Start of Exercise data

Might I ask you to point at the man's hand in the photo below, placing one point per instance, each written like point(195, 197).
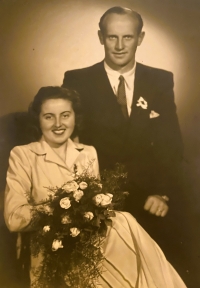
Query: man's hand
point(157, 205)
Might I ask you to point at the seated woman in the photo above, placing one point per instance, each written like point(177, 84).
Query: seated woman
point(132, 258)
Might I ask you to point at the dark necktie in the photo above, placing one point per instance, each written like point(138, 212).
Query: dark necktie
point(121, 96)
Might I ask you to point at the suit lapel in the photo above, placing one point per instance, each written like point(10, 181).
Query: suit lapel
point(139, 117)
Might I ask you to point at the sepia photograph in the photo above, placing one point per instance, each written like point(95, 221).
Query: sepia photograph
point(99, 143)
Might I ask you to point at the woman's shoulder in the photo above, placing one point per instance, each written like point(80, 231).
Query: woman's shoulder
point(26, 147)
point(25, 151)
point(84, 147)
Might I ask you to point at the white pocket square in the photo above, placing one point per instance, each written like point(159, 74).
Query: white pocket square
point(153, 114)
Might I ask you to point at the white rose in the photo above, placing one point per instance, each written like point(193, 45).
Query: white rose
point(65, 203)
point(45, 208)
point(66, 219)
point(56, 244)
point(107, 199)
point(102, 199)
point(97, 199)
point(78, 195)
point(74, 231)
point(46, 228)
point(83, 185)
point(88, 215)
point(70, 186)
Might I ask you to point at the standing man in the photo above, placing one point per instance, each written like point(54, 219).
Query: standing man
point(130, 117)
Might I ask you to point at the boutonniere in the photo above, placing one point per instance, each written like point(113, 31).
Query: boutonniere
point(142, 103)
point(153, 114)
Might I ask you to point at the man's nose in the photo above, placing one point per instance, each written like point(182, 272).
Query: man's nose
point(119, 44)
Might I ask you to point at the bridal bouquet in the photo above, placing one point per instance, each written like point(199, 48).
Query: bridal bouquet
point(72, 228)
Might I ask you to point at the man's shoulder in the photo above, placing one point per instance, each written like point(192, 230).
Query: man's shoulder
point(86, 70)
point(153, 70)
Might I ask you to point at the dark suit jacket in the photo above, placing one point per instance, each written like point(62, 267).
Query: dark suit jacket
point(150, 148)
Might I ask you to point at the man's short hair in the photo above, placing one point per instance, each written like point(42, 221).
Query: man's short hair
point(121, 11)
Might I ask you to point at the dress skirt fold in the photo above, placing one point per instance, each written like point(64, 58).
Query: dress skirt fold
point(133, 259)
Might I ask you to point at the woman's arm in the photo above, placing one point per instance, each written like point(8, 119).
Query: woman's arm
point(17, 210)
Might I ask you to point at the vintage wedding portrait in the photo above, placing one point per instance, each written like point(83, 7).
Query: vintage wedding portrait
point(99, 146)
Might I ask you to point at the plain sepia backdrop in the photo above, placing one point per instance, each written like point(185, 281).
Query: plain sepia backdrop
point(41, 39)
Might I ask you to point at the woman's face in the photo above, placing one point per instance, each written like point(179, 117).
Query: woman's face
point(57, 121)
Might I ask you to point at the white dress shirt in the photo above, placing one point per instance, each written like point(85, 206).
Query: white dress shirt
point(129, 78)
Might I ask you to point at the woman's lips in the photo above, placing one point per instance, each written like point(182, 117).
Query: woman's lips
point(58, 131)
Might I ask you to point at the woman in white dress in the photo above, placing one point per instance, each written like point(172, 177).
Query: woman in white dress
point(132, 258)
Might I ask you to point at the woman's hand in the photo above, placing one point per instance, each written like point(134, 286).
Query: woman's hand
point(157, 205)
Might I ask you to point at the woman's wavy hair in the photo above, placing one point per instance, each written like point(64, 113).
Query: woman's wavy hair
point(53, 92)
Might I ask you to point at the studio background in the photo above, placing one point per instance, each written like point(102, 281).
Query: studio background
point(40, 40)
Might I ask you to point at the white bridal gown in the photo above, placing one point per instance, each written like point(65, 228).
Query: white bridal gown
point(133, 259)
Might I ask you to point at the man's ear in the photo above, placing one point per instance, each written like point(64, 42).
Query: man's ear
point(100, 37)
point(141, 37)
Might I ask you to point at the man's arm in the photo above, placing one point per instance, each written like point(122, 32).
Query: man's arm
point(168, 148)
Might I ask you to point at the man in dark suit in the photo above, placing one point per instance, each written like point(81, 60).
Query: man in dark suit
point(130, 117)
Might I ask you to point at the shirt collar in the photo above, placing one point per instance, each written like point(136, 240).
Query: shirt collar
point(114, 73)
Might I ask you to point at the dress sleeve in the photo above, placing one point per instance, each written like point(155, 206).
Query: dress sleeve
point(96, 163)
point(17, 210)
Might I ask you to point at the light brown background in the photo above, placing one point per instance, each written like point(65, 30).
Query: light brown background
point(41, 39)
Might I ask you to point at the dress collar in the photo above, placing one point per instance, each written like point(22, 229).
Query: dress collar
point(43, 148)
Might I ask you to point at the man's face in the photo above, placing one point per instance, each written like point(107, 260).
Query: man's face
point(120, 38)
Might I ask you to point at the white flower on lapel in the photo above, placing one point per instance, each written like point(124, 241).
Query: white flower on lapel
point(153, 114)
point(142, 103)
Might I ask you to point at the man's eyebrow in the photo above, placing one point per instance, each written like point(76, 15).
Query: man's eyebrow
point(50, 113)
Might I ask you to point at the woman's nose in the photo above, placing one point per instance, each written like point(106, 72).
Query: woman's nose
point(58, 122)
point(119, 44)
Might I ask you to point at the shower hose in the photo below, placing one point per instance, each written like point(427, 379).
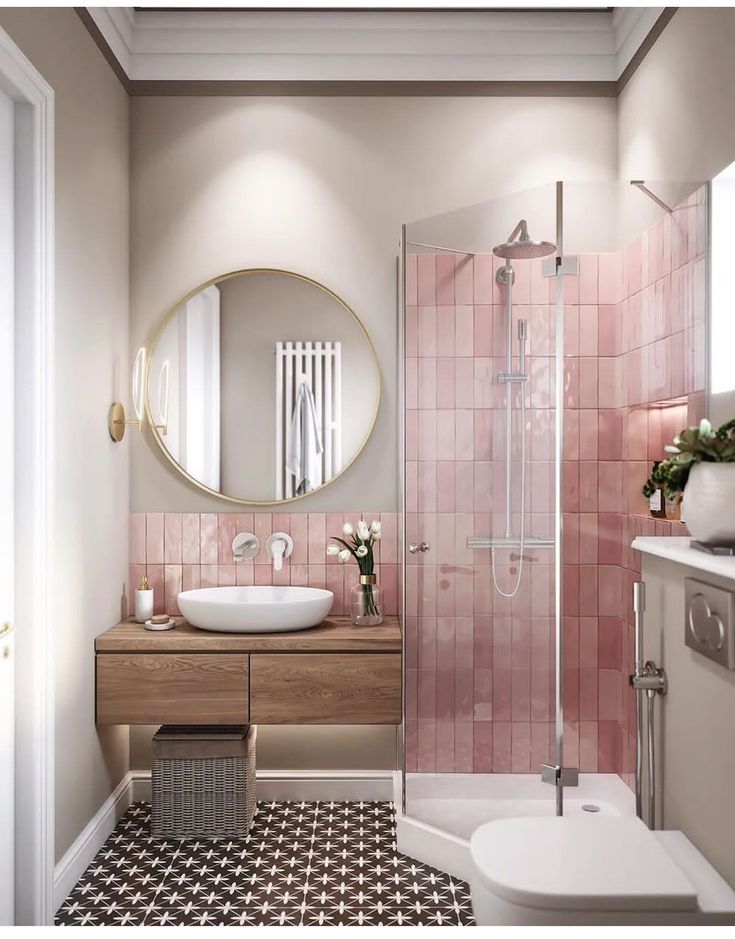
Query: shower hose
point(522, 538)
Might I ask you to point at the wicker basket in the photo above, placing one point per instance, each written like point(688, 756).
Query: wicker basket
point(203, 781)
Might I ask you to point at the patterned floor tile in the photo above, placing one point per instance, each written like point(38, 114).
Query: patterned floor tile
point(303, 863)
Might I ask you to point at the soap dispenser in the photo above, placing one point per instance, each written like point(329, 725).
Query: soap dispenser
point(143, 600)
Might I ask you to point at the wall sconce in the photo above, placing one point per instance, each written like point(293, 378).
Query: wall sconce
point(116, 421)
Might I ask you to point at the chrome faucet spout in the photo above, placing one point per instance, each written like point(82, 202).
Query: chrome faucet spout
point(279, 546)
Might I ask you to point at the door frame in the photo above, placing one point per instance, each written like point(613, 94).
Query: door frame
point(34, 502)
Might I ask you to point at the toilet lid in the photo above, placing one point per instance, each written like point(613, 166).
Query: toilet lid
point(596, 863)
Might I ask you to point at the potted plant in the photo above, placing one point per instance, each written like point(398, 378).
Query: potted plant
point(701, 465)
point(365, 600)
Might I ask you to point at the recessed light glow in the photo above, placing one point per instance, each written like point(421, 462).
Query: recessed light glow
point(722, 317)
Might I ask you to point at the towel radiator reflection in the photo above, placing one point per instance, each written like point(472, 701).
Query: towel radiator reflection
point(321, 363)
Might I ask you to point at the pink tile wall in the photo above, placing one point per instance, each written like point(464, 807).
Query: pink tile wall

End of Exercise data

Stated task: Your task is to repeat the material above exactly, without its pictures.

Exercise output:
Might I ask you to point at the man's hand in the photo below, placing one point per instance, each written like point(195, 197).
Query: man's hand
point(157, 205)
Might I ask you to point at the seated woman in the photo above, placing one point per instance, each written like point(177, 84).
Query: seated woman
point(132, 258)
Might I ask you to point at the dark necktie in the photo above, placing one point per instance, each written like point(138, 212).
Query: dark necktie
point(121, 96)
Might I ask you to point at the suit lapel in the photo above, placing one point per instance, each written like point(10, 181).
Query: suit lapel
point(139, 117)
Might I ask you to point at the sepia photograph in the photo above, placing one point per instance, each written like point(95, 221).
Query: sepia photograph
point(99, 143)
Might I ask you to point at the woman's shoulder in the photo above, placing one point per instance, each written like point(80, 231).
Query: woman's shoulder
point(26, 147)
point(25, 151)
point(84, 147)
Might I ask you to point at the white pocket square in the photo above, placing one point per instance, each written like point(159, 74).
Query: white pocket square
point(153, 114)
Might I ask you to point at the white rose in the photo above, placing one point per instance, each written like point(193, 45).
Query: white rose
point(65, 203)
point(45, 208)
point(66, 219)
point(56, 244)
point(107, 199)
point(102, 199)
point(97, 199)
point(78, 195)
point(74, 231)
point(46, 228)
point(83, 185)
point(88, 215)
point(70, 186)
Might I ask you to point at the standing man in the photo above, placing one point per instance, each written like point(54, 219).
Query: standing man
point(130, 117)
Might I ask you to point at the boutonniere in the photo above, placing one point per instance, each written like point(113, 31).
Query: boutonniere
point(142, 103)
point(153, 114)
Might I ask you to point at the man's nose in the photo above, placing one point per instance, each written like point(182, 272).
Query: man's nose
point(119, 44)
Might I ask you to point at the bridal bouquet in the photo above, placing one point per instance, each written like point(199, 48).
Query: bridal bouquet
point(72, 228)
Might I ask you to point at the man's shoulder in the photo above, placing one point per instance, each written like point(192, 230).
Query: man's shoulder
point(86, 70)
point(153, 70)
Might I ask you to point at the dark suit jacket in the photo above, placing one point per instance, each written like point(62, 267).
Query: dark suit jacket
point(150, 148)
Might I ask you to point at the man's short hair in the photo above, placing one point per instance, each written like point(42, 221).
Query: man's short hair
point(121, 11)
Might I ask you to point at the dress skirt fold in the photo above, placing one point per instance, each written like point(64, 58).
Query: dress skirt fold
point(133, 259)
Might I ask you to point at the woman's arm in the photo above, placing one point per instance, each written like point(8, 119).
Query: woman's arm
point(17, 210)
Might I ask you to point at the vintage wedding portrait in the photo above, placing one point per instance, each written like point(83, 7).
Query: vintage wedding portrait
point(99, 146)
Might I ask you to point at the plain sepia backdrop in the photo above, placing one point per instance, each written like point(185, 281).
Query: plain sepia backdrop
point(41, 39)
Might I ask you to point at the woman's face in the photo above, placing one point per instance, each written like point(179, 117).
Query: woman's face
point(57, 121)
Might I ask you to point at the white dress shirt in the photo above, placing one point per instance, each written like point(85, 206).
Query: white dress shirt
point(129, 78)
Might I ask you to point at the woman's lips in the photo above, placing one point per instance, each written like point(182, 117).
Query: woman's lips
point(58, 131)
Might I ask you to point at the woman in white dress in the photo above, placing one point per instance, each written like point(172, 177).
Query: woman in white dress
point(132, 258)
Might I ask you to point at the woman's hand in the photo above, placing one point per instance, each written like point(134, 286).
Query: woman's hand
point(157, 205)
Might I ask you to point at the woman's wavy hair in the photo above, placing one point per instance, each written like point(64, 113).
Query: woman's wavy hair
point(53, 92)
Might I ask you to point at the studio background in the photo above, placing one point per instance, each written like point(102, 281).
Query: studio background
point(40, 40)
Might I ask you to point at the white bridal gown in the photo above, placing one point per instance, each written like point(65, 228).
Query: white bridal gown
point(133, 259)
Might I ask you to point at the man's ear in the photo above, placing one point per instance, each written like point(64, 42).
Query: man's ear
point(100, 37)
point(141, 37)
Might I ask you to point at the man's arm in the photo above, placing one point per instance, each written like point(122, 32).
Query: man's arm
point(168, 148)
Might I ask you to point at the man in dark suit in the photo above, placing one point per instance, each written like point(81, 60).
Query: man in dark suit
point(130, 117)
Might I ask you to point at the shirt collar in the photo above, placing one point per instance, each written like point(136, 240).
Query: shirt collar
point(114, 73)
Might I ask you to point at the dress sleeve in the photo above, placing one point per instance, each written like point(155, 206).
Query: dress sleeve
point(96, 163)
point(17, 210)
Might I ask you to point at the light brown background in the photo above, placing one point per instance, each written like point(65, 30).
Query: light brown background
point(41, 39)
Might I ask you to point at the dress collar in the photo above, placing one point per instance, each written like point(22, 229).
Query: dress collar
point(43, 148)
Might I ask you to point at the man's face in the photo above, placing one point per instance, each written like point(107, 260).
Query: man's face
point(120, 38)
Might I ask you to point at the white flower on lapel in the photo above, placing one point per instance, each written like point(124, 241).
Query: white flower on lapel
point(153, 114)
point(142, 103)
Might I ask you to point at the man's eyebrow in the photo above, placing one point per instance, each written like point(76, 15).
Query: man's eyebrow
point(50, 113)
Might I ask you to point at the woman's nose in the photo above, placing one point per instance, each written like point(106, 72).
Query: woman's nose
point(58, 122)
point(119, 44)
Might I ask you to point at the shower hose in the photo below, placing one point per instance, each written like point(427, 379).
Query: shower hose
point(522, 538)
Might I ask you to point at the wicker basket in the photo above, placing one point per instance, each written like point(688, 756).
Query: wicker basket
point(203, 781)
Might I ask you to point at the patterned floor tile in the photo above, placing one point per instance, each written like point(38, 114).
Query: patterned floor tile
point(303, 863)
Might I ask you to point at the soap dispenser in the photo above, placing one point per instance, each written like point(329, 725).
Query: soap dispenser
point(143, 600)
Might I ask you to point at the wall sconce in the photo above, placing one point per instance, each written like point(293, 378).
Query: wall sconce
point(116, 421)
Might I ask you to point at the chrome faucet spout in the photo above, placing one point per instance, each written like point(82, 202).
Query: chrome faucet spout
point(279, 546)
Might I ask you to point at the door frame in the photo above, placing one point per instance, each written like point(613, 94).
Query: door frame
point(34, 502)
Might I ask you to point at the toilet lid in the photo above, placing one point per instance, each written like point(613, 166).
Query: toilet lid
point(596, 863)
Might I ask you to point at the potted plant in the photo above, placing one point per instance, each written like point(398, 378).
Query: potted plant
point(701, 465)
point(365, 600)
Might I ask you to point at the recessed light glow in the photo above, placing one point per instance, each written like point(421, 462).
Query: recessed light glow
point(722, 317)
Might I ask you to point at the towel radiator reflection in the photo above, placing one point per instance, each written like point(472, 701).
Query: towel radiator reflection
point(321, 363)
Might I ask you to point at the pink tile wall in the photo above, placing one point per instance, each written like point(464, 807).
Query: pink tile wall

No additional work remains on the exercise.